Your objective: Your answer should be the lines of the data below that contain "canal".

Given data:

• • • • • • •

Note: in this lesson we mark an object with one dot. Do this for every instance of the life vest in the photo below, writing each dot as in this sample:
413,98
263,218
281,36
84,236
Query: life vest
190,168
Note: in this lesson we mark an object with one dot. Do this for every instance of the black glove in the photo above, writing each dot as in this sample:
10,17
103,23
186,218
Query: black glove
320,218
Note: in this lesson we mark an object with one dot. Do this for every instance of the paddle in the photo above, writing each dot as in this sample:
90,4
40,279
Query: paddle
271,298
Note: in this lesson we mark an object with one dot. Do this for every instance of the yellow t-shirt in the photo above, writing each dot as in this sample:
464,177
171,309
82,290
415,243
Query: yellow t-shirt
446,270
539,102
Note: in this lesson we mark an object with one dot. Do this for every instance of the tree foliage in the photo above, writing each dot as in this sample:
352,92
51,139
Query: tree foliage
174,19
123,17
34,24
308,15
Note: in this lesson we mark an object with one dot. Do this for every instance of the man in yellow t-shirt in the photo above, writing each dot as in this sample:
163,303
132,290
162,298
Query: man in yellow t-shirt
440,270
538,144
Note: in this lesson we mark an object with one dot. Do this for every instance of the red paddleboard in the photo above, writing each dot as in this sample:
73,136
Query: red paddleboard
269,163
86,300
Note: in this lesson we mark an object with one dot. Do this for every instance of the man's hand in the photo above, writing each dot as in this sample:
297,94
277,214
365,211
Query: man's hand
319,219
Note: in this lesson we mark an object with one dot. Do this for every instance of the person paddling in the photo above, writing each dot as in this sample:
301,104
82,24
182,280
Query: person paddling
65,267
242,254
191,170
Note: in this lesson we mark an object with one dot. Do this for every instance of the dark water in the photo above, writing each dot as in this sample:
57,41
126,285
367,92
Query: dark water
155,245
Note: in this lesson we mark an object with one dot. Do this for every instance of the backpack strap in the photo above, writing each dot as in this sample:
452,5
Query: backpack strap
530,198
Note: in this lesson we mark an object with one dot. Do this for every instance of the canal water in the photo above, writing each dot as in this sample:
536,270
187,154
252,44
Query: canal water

• • • • • • •

Answer to this task:
Note: in this lesson we mark an object with one dot. Do this for every instance of the canal water in the photo above, writing each dot as in this sample:
Query: canal water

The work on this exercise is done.